* [STATED TASK]: Can you put the lines from the very first one up to and including the line containing "left=98, top=225, right=115, bottom=235" into a Markdown table with the columns No. and Line, skipping any blank lines?

* [DATA FOR THIS EXERCISE]:
◇ ◇ ◇ ◇ ◇
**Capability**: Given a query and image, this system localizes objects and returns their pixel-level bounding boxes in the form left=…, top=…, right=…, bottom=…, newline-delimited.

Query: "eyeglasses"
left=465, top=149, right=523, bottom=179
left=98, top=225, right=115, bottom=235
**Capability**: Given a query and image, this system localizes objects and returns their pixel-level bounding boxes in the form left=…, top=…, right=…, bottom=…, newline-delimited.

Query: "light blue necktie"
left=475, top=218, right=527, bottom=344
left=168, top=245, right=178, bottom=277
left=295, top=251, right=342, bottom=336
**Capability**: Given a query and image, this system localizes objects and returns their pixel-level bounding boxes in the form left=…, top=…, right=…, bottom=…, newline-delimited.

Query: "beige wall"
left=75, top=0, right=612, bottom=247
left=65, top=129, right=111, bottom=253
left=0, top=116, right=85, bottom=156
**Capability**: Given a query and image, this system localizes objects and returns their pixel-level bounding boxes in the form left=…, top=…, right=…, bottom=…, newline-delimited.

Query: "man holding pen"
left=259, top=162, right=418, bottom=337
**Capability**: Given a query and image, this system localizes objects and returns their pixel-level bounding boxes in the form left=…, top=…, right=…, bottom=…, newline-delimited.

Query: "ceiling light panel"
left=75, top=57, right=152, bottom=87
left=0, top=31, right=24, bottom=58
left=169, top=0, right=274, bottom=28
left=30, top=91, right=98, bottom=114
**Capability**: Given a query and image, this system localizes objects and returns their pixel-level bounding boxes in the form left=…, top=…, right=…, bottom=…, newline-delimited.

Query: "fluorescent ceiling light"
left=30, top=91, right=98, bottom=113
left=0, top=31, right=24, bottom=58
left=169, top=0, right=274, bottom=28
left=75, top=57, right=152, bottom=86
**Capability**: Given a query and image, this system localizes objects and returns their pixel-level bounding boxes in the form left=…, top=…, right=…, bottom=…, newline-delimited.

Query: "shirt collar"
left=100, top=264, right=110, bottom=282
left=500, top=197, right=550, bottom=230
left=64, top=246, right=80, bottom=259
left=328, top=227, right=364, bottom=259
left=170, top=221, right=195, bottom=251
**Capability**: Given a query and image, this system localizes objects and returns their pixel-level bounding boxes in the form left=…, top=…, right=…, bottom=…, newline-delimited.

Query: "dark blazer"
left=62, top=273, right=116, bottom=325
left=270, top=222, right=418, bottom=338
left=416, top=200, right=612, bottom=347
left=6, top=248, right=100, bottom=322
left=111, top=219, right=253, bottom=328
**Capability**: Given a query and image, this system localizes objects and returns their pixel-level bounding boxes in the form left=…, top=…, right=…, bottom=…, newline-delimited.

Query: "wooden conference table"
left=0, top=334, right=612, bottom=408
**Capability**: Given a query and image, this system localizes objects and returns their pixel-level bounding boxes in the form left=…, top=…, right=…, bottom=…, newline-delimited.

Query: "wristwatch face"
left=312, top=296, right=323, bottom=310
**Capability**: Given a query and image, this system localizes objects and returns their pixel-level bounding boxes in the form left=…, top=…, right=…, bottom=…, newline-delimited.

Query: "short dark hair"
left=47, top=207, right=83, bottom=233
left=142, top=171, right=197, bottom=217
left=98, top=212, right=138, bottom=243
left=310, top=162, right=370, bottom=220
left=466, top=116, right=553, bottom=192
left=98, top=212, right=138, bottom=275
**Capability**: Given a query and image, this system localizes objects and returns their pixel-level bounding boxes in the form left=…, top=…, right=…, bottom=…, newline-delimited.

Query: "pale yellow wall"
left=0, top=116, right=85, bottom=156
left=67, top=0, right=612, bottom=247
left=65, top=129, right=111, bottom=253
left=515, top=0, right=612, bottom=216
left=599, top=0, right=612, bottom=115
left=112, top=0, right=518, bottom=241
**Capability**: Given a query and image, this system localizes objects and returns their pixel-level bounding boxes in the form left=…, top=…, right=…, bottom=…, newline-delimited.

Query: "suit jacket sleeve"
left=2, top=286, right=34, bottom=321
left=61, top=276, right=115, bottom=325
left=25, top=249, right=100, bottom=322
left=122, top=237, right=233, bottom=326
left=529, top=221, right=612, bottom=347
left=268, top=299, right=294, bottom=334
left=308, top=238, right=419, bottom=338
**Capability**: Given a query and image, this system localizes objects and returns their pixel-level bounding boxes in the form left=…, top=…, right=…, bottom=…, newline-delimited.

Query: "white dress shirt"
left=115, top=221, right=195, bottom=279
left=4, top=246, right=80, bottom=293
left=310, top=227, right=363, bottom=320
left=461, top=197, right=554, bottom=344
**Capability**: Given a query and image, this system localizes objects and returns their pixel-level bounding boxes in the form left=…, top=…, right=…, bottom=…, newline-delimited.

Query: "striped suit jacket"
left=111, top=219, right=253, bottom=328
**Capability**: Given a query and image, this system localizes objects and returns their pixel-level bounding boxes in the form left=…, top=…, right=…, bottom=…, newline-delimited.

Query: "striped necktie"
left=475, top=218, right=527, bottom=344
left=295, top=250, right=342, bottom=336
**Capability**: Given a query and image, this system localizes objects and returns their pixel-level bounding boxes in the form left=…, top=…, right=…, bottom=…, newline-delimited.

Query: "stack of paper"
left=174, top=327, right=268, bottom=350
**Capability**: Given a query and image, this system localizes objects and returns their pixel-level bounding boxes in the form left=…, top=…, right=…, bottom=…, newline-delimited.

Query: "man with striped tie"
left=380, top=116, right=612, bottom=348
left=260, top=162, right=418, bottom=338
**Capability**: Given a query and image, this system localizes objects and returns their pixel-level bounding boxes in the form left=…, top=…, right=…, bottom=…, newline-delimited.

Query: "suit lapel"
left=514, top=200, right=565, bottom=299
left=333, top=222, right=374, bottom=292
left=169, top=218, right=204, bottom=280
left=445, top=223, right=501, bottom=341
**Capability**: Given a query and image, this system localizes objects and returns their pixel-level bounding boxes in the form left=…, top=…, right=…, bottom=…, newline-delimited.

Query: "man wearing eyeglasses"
◇ ◇ ◇ ◇ ◇
* [EXPECTED ANSWER]:
| No. | Line |
|---|---|
| 1 | **Capability**: Given a query and image, this system localizes objects and returns their pixel-level bounding boxes in the form left=…, top=…, right=…, bottom=…, newline-delimited. |
| 2 | Query: "eyeglasses" |
| 3 | left=465, top=149, right=523, bottom=179 |
| 4 | left=98, top=225, right=115, bottom=235 |